Image point grounding data
-- Opening Marker --

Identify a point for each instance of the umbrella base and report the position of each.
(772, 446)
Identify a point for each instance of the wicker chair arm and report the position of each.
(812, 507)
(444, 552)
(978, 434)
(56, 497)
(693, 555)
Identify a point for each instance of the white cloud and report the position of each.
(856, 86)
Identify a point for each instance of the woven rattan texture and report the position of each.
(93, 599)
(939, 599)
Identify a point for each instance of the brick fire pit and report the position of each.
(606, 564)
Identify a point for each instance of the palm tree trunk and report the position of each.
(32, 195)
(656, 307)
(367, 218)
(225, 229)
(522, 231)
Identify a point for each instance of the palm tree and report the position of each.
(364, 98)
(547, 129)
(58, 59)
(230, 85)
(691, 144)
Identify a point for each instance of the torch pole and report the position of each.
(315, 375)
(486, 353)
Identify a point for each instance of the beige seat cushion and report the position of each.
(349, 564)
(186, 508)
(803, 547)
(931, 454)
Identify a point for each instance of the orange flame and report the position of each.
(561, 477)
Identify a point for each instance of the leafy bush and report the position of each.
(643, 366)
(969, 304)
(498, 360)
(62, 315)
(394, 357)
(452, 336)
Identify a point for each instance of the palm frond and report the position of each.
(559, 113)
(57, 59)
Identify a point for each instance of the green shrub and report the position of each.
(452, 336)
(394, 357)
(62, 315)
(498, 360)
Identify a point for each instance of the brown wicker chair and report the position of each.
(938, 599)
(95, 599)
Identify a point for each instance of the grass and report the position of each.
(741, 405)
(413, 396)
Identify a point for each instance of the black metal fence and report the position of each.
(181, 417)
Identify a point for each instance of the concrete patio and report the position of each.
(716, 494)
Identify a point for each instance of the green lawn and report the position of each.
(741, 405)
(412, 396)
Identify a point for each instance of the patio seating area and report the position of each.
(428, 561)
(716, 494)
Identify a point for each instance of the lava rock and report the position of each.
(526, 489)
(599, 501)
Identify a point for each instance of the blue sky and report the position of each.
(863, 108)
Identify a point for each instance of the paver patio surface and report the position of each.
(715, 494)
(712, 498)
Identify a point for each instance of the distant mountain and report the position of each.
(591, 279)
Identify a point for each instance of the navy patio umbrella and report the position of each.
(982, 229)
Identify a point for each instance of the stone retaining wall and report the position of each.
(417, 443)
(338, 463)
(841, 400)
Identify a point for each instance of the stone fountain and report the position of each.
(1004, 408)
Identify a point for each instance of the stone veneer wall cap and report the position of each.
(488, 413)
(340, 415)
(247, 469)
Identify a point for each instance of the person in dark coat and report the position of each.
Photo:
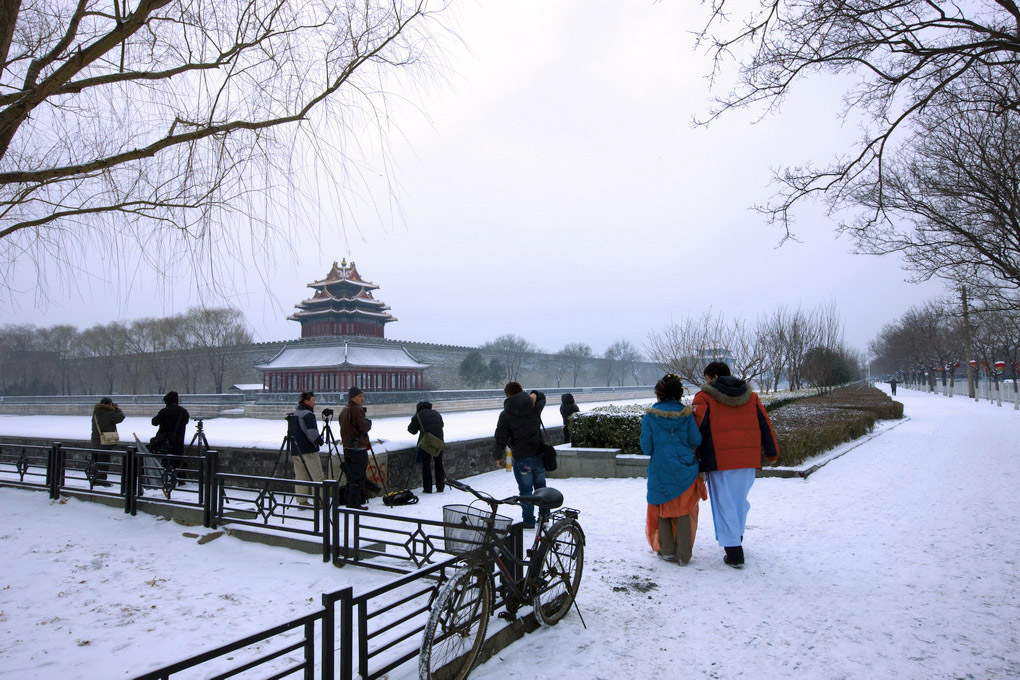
(172, 422)
(426, 419)
(354, 426)
(105, 417)
(519, 427)
(567, 408)
(303, 428)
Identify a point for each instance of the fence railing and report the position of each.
(984, 389)
(372, 632)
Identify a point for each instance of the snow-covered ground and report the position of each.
(388, 433)
(895, 561)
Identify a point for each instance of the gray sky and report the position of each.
(554, 187)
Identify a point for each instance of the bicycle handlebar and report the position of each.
(482, 497)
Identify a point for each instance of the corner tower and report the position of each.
(343, 305)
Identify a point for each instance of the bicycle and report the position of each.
(460, 610)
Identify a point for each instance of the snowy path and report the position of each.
(895, 561)
(898, 560)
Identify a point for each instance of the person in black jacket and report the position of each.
(303, 428)
(172, 421)
(426, 419)
(519, 427)
(567, 408)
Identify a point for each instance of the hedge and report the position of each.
(806, 424)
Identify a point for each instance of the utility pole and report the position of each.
(967, 348)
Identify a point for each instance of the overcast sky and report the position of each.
(553, 186)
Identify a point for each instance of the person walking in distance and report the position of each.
(303, 428)
(567, 408)
(105, 416)
(735, 432)
(354, 426)
(426, 419)
(669, 435)
(519, 426)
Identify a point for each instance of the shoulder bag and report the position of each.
(106, 438)
(428, 442)
(548, 452)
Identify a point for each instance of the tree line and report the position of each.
(936, 338)
(803, 348)
(619, 363)
(934, 176)
(177, 352)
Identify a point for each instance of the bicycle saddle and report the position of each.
(546, 498)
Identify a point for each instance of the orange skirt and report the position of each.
(683, 505)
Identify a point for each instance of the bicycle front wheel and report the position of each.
(560, 561)
(456, 626)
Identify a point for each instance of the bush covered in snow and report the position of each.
(811, 426)
(608, 427)
(806, 423)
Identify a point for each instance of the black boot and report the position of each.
(734, 557)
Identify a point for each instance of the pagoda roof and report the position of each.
(343, 273)
(323, 297)
(346, 356)
(353, 311)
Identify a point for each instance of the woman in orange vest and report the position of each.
(735, 432)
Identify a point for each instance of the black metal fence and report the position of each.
(368, 634)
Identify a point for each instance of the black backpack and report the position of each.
(401, 498)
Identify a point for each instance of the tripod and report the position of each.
(333, 449)
(199, 438)
(288, 449)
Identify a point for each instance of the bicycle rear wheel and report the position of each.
(560, 561)
(456, 626)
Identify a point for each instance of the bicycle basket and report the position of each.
(465, 527)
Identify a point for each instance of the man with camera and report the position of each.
(303, 428)
(354, 426)
(105, 417)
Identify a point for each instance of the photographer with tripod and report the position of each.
(354, 426)
(303, 431)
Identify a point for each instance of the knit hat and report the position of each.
(669, 386)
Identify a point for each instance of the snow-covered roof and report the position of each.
(342, 356)
(297, 316)
(248, 386)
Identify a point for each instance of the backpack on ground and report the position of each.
(402, 498)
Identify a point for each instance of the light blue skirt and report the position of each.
(727, 491)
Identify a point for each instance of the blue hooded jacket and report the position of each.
(669, 434)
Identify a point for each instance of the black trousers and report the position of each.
(355, 465)
(426, 472)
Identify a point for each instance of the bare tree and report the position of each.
(152, 122)
(684, 347)
(905, 53)
(950, 203)
(151, 343)
(575, 356)
(218, 332)
(511, 351)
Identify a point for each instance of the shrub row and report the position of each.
(816, 424)
(806, 424)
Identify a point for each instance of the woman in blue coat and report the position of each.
(669, 435)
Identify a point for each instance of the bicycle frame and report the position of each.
(494, 551)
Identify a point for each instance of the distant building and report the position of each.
(343, 305)
(343, 310)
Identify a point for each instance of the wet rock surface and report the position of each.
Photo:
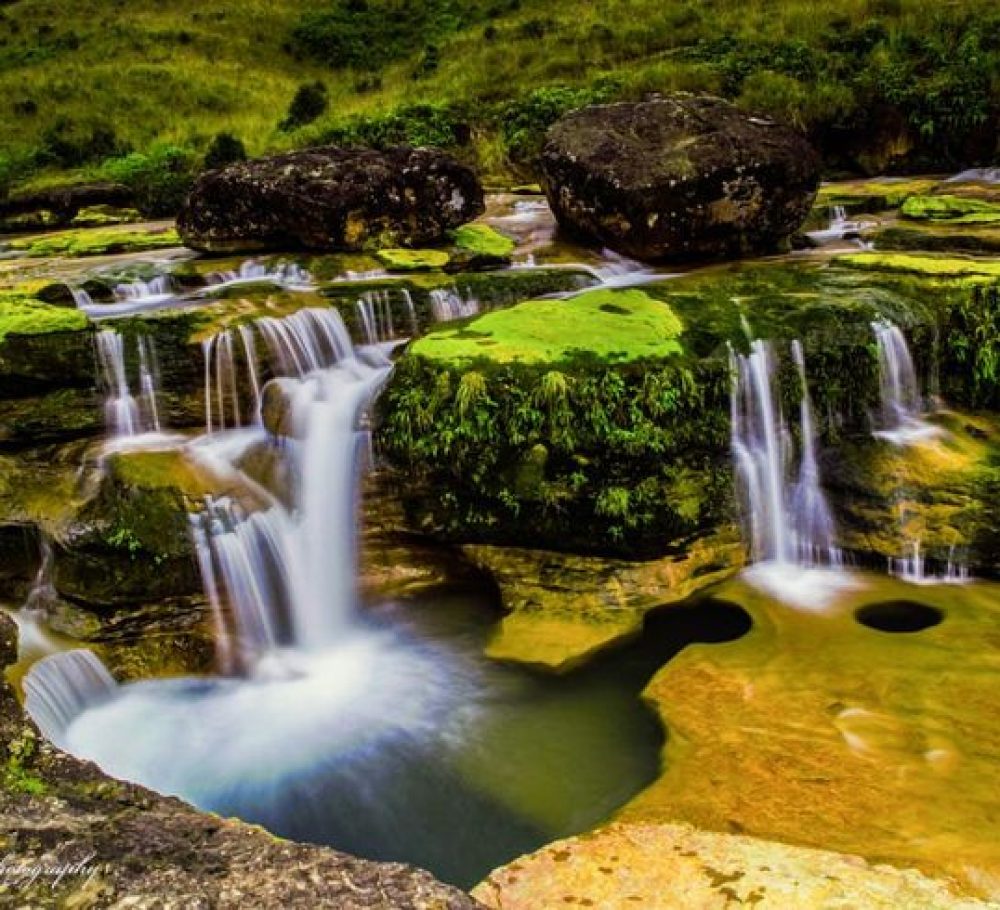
(676, 867)
(331, 199)
(678, 178)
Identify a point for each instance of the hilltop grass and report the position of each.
(611, 326)
(84, 87)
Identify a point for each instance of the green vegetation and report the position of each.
(876, 83)
(413, 260)
(23, 314)
(482, 240)
(960, 268)
(96, 242)
(953, 209)
(18, 776)
(612, 326)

-- Closing Marker --

__Your task__. Word for word, copy out each record; do not include pictures.

__Result of the exercise__.
Identify a point for each instance of the umbrella base and report the position of each.
(772, 446)
Identify a point for each instance of the wicker chair arm and report the position of each.
(812, 507)
(444, 552)
(978, 434)
(56, 497)
(693, 555)
Identify a point for each instance of the white cloud and report the position of each.
(856, 86)
Identify a point for each instance of the woven rattan texture and report the position of each.
(93, 599)
(939, 599)
Identify a point for each instance of the brick fire pit and report the position of each.
(606, 564)
Identify a point for each instance of the palm tree trunk and report the position of each.
(32, 195)
(656, 307)
(367, 218)
(225, 229)
(522, 231)
Identify a point for each instance of the palm tree and report the position of each.
(364, 98)
(547, 129)
(58, 59)
(230, 85)
(691, 144)
Identify a point for each instance of the torch pole and report the position of each.
(315, 375)
(486, 353)
Identify a point for each instance of the beige seat cushion and report the position of each.
(349, 564)
(186, 508)
(803, 547)
(931, 454)
Identify a point for each instance of the orange flame and report the position of each.
(561, 477)
Identify a point for each instance of the leafy bush and report the position of each.
(643, 366)
(969, 304)
(498, 360)
(62, 315)
(394, 357)
(452, 336)
Identify a point for each instance of the palm frond and report the position of each.
(559, 113)
(57, 59)
Identify a point for each instance of the green shrub and report the position of each.
(452, 336)
(394, 357)
(62, 315)
(498, 360)
Identify a point for each instance of the brown wicker chair and report the position of each.
(938, 599)
(95, 599)
Identify a point for each instance of the grass and report the position of each.
(741, 405)
(413, 396)
Identify a point for each instance of the black metal fence and report the position of each.
(181, 417)
Identify a point for each instance of the concrete patio and report the position of each.
(716, 494)
Identify a point for each instance of the green lawn and report the position of each.
(741, 405)
(412, 396)
Identify a point for each instance of the patio seating area and report the position of each.
(428, 561)
(716, 494)
Identify a point for each instance of the lava rock and report the position of each.
(526, 489)
(599, 501)
Identify a point for each instance of the blue sky and report the position of each.
(863, 108)
Identify a point for each instance of the paver patio surface and report the position of each.
(715, 494)
(712, 498)
Identify a point for each instance of the distant mountain and report the position of each.
(591, 279)
Identify a point for each instance of the navy patio umbrella and report the position of each.
(982, 229)
Identify a point for each instance of the stone retaining wall and report the position of each.
(417, 443)
(338, 463)
(841, 400)
Identify a point for each instance of the stone fountain and report the position of each.
(1004, 408)
Identify a point for each instance of the stone veneer wall cap and report the position of each.
(488, 413)
(340, 415)
(247, 469)
Identify a point for each instance of the person in dark coat and report the position of each.
Photo:
(172, 422)
(426, 419)
(354, 426)
(105, 417)
(519, 427)
(567, 408)
(303, 428)
Identify a point for each instance of the fence railing and report the position of each.
(984, 389)
(372, 632)
Identify a point for each instance of the snow-covered ground and report the position of each.
(388, 433)
(895, 561)
Identify a point for each instance of the gray sky and report the position of each.
(554, 187)
Identify a point for each instance of the bicycle handlebar and report the position of each.
(482, 497)
Identify a point for each instance of the corner tower and report the position of each.
(343, 305)
Identify a point for each instance of the bicycle and report the position of each.
(460, 610)
Identify a point for each instance of the snowy path and report the position of each.
(895, 561)
(898, 560)
Identify a point for each instance of the person in black jacket and report the position of each.
(303, 428)
(172, 421)
(426, 419)
(519, 427)
(567, 408)
Identify a point for each instance of the hedge and report the position of each.
(806, 424)
Identify a point for each instance of the utility pole and report the position of each.
(967, 348)
Identify a point for each instance of the overcast sky and report the position of each.
(553, 186)
Identify a point for each instance of the person walking in distance and report the position of each.
(303, 428)
(567, 408)
(105, 416)
(735, 432)
(354, 426)
(426, 419)
(669, 435)
(519, 426)
Identify a point for each instance of the shoulder bag and report the position of each.
(106, 438)
(428, 442)
(548, 452)
Identify a point for each instance of the tree line and report the position of each.
(936, 338)
(803, 348)
(619, 363)
(934, 176)
(177, 352)
Identify a point for each instance of the bicycle saddle and report the position of each.
(546, 498)
Identify a point for each instance of the orange skirt and report the position of each.
(683, 505)
Identify a point for each instance of the bicycle front wheel and report the position of each.
(560, 561)
(456, 626)
Identify a point for each instance of the bush covered in snow and report the position of each.
(811, 426)
(608, 427)
(806, 423)
Identify a point for each instance of the black boot and report the position of each.
(734, 557)
Identify a point for each instance of the pagoda roof and report the position of each.
(343, 273)
(323, 297)
(346, 356)
(353, 311)
Identify a point for each instance of the woman in orange vest and report the position of each.
(735, 432)
Identify a point for each instance of the black metal fence and report the position of each.
(368, 634)
Identify a point for each instance of the black backpack and report the position of each.
(401, 498)
Identify a point for each instance of the tripod and report the position of each.
(333, 449)
(199, 438)
(288, 449)
Identify a point for each instance of the bicycle rear wheel and report the position of each.
(560, 561)
(456, 626)
Identify a point for each instance of the bicycle basket and report the position of each.
(465, 527)
Identify a point for each instance of the man with camera and report the position of each.
(303, 428)
(354, 426)
(105, 417)
Identify a point for each instance of the photographer with tripod and report the position of each.
(354, 426)
(303, 431)
Identify a point for each instance of the knit hat and report the position of each.
(669, 386)
Identify a point for each instance of the snow-covered roof and report the position of each.
(342, 356)
(297, 316)
(248, 386)
Identify a point for each instance of the backpack on ground and report the position of each.
(402, 498)
Identify a point for each instance of the light blue skirt and report the position of each.
(727, 491)
Identify a point for each instance of the blue hooded jacket and report the position of each.
(669, 434)
Identify a point for each instance of the black trousers and report the position of each.
(355, 465)
(426, 472)
Identify a point for each instance of the bare tree and report the position of each.
(152, 122)
(684, 347)
(905, 53)
(950, 203)
(151, 343)
(575, 356)
(218, 332)
(511, 351)
Identify a point for each instance of the shrub row and report the position of each.
(816, 424)
(806, 424)
Identify a point for each instance of the woman in blue coat and report the position of each.
(669, 435)
Identify a point for each instance of the bicycle frame and report the position of each.
(494, 551)
Identify a point for each instance of the distant building and report the position of each.
(343, 305)
(343, 310)
Identify a point for each instance of the wet rock surface and report the position of each.
Photo:
(676, 867)
(331, 199)
(678, 178)
Identify a point for each instance of the hilltop grass and report the position of each.
(611, 326)
(84, 87)
Identify a point for each instance of the green vegetation and report the position of each.
(876, 83)
(413, 260)
(23, 314)
(482, 240)
(960, 268)
(96, 242)
(953, 209)
(18, 776)
(612, 326)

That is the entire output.